ENTRIES SHOWN:
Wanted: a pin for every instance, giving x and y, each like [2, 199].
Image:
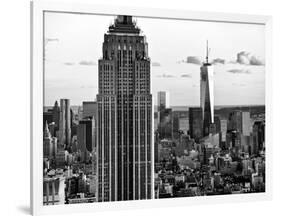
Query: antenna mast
[207, 53]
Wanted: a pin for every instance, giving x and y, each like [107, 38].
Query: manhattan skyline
[72, 49]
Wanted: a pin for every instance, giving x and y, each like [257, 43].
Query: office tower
[86, 135]
[195, 123]
[124, 121]
[235, 121]
[89, 109]
[56, 114]
[64, 123]
[163, 98]
[258, 136]
[47, 117]
[166, 124]
[49, 143]
[223, 130]
[246, 123]
[207, 94]
[184, 125]
[53, 190]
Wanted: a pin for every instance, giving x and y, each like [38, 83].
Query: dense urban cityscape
[122, 147]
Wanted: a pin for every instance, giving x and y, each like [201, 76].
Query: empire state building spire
[207, 93]
[124, 120]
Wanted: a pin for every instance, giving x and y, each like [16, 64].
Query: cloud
[239, 84]
[69, 63]
[88, 86]
[155, 64]
[194, 60]
[218, 61]
[239, 71]
[87, 63]
[186, 76]
[248, 59]
[48, 40]
[165, 76]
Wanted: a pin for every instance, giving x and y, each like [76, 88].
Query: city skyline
[118, 147]
[235, 82]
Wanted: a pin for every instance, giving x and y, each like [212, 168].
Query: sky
[73, 45]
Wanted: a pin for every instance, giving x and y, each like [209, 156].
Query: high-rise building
[184, 125]
[56, 114]
[86, 135]
[64, 123]
[89, 109]
[49, 143]
[163, 98]
[124, 121]
[195, 123]
[53, 190]
[246, 123]
[207, 94]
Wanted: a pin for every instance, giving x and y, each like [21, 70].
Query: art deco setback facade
[207, 95]
[124, 122]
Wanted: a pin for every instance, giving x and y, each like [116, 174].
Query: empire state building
[207, 94]
[124, 121]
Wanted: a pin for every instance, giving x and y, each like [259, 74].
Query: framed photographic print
[145, 107]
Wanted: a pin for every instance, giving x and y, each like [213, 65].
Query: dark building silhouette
[124, 120]
[195, 123]
[207, 95]
[64, 123]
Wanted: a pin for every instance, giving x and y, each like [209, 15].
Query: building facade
[207, 94]
[64, 123]
[124, 120]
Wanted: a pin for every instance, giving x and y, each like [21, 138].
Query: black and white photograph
[139, 108]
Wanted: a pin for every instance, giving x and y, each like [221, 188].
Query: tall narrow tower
[207, 94]
[124, 120]
[64, 123]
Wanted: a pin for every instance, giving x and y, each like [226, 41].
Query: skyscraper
[64, 123]
[163, 100]
[86, 135]
[124, 120]
[207, 94]
[195, 123]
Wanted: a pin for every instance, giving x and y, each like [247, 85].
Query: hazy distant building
[195, 123]
[163, 100]
[53, 190]
[90, 109]
[124, 118]
[56, 115]
[49, 143]
[207, 95]
[246, 123]
[165, 127]
[86, 135]
[64, 123]
[184, 125]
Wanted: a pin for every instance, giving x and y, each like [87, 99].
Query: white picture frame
[37, 10]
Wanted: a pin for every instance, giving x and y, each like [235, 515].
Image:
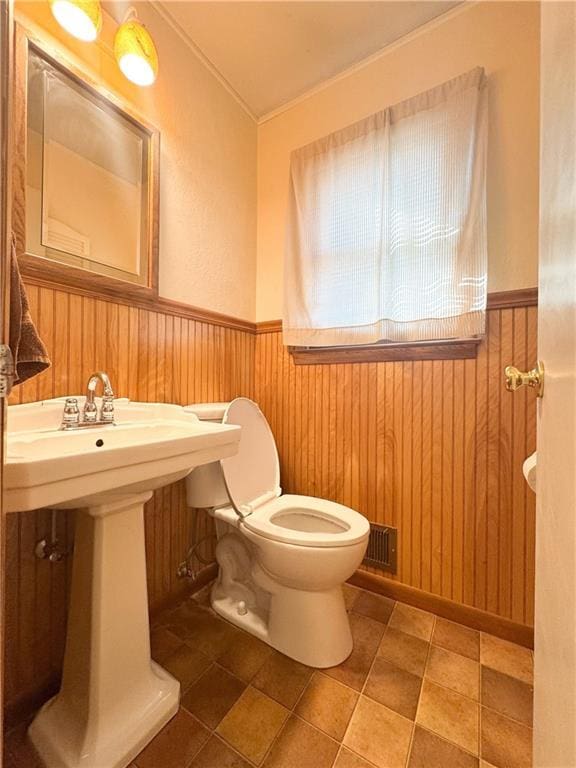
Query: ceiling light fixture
[135, 51]
[81, 18]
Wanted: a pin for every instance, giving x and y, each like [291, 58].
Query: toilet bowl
[282, 558]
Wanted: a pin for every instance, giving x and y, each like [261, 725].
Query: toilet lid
[253, 474]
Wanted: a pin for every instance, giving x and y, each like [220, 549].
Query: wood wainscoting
[434, 448]
[149, 355]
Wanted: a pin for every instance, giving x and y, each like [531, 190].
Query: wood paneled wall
[150, 356]
[434, 448]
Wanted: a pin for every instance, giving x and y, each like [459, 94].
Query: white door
[555, 630]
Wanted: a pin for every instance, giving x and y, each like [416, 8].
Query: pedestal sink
[113, 698]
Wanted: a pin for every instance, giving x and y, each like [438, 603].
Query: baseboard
[448, 609]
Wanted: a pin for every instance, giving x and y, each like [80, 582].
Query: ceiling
[273, 52]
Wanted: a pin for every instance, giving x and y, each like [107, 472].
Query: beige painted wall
[504, 38]
[207, 167]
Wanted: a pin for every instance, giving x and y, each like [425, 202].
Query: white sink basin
[114, 699]
[149, 446]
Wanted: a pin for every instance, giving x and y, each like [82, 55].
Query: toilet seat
[253, 474]
[252, 479]
[307, 521]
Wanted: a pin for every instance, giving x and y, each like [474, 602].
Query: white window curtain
[386, 231]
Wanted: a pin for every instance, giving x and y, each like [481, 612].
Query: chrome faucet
[72, 419]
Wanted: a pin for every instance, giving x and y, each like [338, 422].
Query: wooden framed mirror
[86, 181]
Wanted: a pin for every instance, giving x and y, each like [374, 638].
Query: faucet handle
[71, 413]
[107, 410]
[90, 411]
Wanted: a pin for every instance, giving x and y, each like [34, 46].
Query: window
[387, 225]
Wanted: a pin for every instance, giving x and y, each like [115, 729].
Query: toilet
[282, 558]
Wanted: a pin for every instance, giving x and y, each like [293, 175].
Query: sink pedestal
[114, 698]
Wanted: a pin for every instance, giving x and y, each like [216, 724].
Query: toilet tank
[205, 484]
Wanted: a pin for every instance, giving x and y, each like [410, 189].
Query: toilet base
[310, 627]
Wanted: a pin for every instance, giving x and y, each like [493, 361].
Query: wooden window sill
[451, 349]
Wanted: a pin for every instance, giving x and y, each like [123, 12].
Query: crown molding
[161, 9]
[423, 29]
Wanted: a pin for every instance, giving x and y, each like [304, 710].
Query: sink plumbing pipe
[51, 549]
[188, 569]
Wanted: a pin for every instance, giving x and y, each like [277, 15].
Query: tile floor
[417, 692]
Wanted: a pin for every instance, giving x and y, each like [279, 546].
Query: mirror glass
[87, 177]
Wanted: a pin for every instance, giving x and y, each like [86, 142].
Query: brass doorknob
[533, 378]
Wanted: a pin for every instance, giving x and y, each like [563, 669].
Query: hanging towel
[28, 350]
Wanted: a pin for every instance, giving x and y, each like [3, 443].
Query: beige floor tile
[216, 754]
[252, 724]
[379, 735]
[456, 638]
[163, 643]
[367, 635]
[450, 715]
[245, 656]
[454, 671]
[509, 658]
[507, 695]
[328, 705]
[394, 687]
[374, 606]
[186, 664]
[282, 679]
[176, 744]
[302, 746]
[505, 743]
[406, 651]
[213, 695]
[202, 629]
[202, 597]
[347, 759]
[431, 751]
[412, 621]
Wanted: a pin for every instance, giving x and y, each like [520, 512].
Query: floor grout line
[362, 692]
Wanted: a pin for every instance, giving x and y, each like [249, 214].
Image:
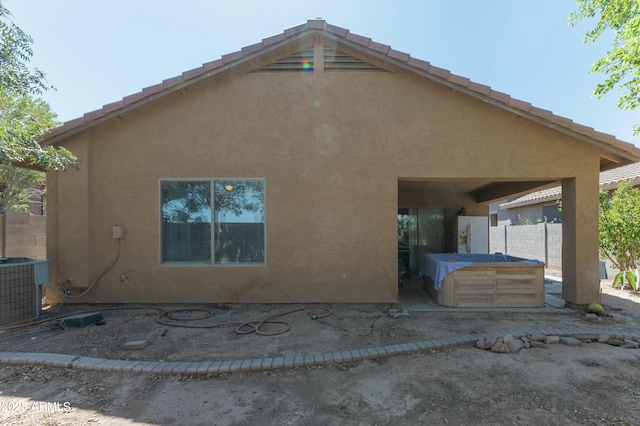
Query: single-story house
[543, 206]
[276, 174]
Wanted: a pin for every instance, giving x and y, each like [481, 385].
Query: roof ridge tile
[440, 72]
[418, 63]
[398, 55]
[320, 24]
[480, 88]
[295, 30]
[231, 57]
[339, 31]
[364, 41]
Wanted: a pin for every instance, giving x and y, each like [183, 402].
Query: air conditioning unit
[21, 281]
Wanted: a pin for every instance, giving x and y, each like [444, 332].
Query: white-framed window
[213, 221]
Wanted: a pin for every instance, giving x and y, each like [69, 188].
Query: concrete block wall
[23, 235]
[554, 246]
[541, 242]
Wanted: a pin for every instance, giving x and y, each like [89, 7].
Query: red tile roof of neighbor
[341, 35]
[608, 180]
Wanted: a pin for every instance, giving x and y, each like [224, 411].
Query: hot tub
[483, 280]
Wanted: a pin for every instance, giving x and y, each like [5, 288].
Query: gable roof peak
[623, 151]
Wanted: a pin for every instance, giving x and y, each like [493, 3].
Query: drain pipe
[3, 244]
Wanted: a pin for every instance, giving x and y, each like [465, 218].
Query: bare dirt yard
[593, 383]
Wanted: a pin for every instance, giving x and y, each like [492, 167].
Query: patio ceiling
[481, 190]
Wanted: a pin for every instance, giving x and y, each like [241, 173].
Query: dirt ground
[559, 385]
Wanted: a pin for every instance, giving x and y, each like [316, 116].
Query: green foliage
[22, 118]
[619, 229]
[17, 186]
[15, 51]
[621, 64]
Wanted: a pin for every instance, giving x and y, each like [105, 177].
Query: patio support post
[580, 273]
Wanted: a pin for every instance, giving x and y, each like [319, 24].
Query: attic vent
[334, 60]
[299, 61]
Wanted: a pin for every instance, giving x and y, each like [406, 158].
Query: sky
[95, 53]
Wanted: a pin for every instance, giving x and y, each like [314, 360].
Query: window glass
[239, 221]
[236, 212]
[186, 222]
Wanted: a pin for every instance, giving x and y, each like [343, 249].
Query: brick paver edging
[275, 363]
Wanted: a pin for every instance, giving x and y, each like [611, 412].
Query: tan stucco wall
[331, 148]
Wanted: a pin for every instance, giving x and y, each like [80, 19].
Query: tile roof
[605, 141]
[608, 180]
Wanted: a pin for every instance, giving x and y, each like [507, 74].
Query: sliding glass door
[420, 231]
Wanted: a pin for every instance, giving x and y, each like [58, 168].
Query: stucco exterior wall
[331, 148]
[23, 235]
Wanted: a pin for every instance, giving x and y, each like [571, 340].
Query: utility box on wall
[21, 281]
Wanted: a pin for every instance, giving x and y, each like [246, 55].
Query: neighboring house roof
[612, 151]
[608, 180]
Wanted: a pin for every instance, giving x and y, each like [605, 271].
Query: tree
[621, 64]
[22, 118]
[15, 52]
[18, 187]
[619, 229]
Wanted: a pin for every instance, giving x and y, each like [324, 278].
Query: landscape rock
[551, 339]
[569, 340]
[486, 343]
[511, 344]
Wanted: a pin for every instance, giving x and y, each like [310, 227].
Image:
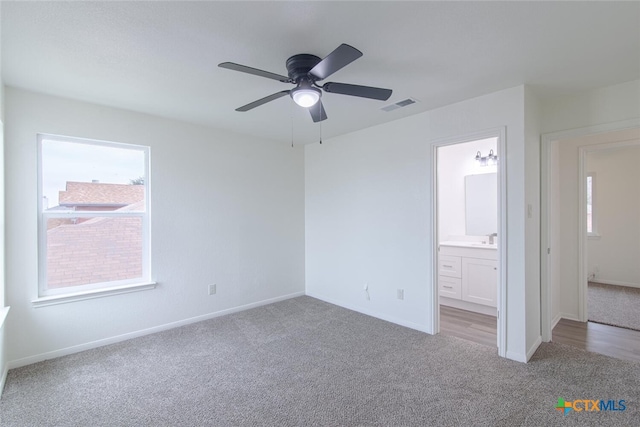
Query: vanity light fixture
[490, 160]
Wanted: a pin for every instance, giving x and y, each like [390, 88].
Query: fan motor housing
[299, 66]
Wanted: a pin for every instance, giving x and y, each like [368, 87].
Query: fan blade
[249, 70]
[355, 90]
[264, 100]
[317, 112]
[339, 58]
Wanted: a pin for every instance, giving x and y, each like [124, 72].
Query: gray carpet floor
[303, 362]
[614, 305]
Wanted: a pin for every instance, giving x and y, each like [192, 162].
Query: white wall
[569, 114]
[368, 213]
[616, 251]
[567, 223]
[3, 364]
[532, 118]
[454, 163]
[603, 105]
[226, 209]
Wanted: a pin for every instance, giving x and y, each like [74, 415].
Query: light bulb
[305, 97]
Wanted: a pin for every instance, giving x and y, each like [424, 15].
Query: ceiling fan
[304, 71]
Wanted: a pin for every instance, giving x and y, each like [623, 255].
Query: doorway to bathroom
[468, 230]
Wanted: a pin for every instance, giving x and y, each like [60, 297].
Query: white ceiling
[161, 57]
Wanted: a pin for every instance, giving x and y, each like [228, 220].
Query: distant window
[94, 216]
[591, 212]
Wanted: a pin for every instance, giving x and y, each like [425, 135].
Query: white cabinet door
[450, 287]
[449, 266]
[480, 281]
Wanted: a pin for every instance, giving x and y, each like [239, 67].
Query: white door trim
[546, 251]
[499, 133]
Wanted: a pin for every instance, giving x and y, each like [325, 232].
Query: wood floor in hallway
[608, 340]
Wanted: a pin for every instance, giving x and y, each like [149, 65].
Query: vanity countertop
[463, 244]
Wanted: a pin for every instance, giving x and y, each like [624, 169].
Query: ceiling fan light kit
[305, 96]
[304, 71]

INSTRUCTIONS TO FOLLOW: Resize the rows from the line with "like [624, 169]." through the end of the rows by writing out each of those lines again, requests included, with every answer coordinate multiplied by 1.05 and rounded to a whole number, halves up. Leave the numbers in the requests as they are.

COMPLETED TASK:
Wanted: a pin for every instance, giving x and y, each like [624, 169].
Query: ceiling fan light kit
[320, 101]
[319, 75]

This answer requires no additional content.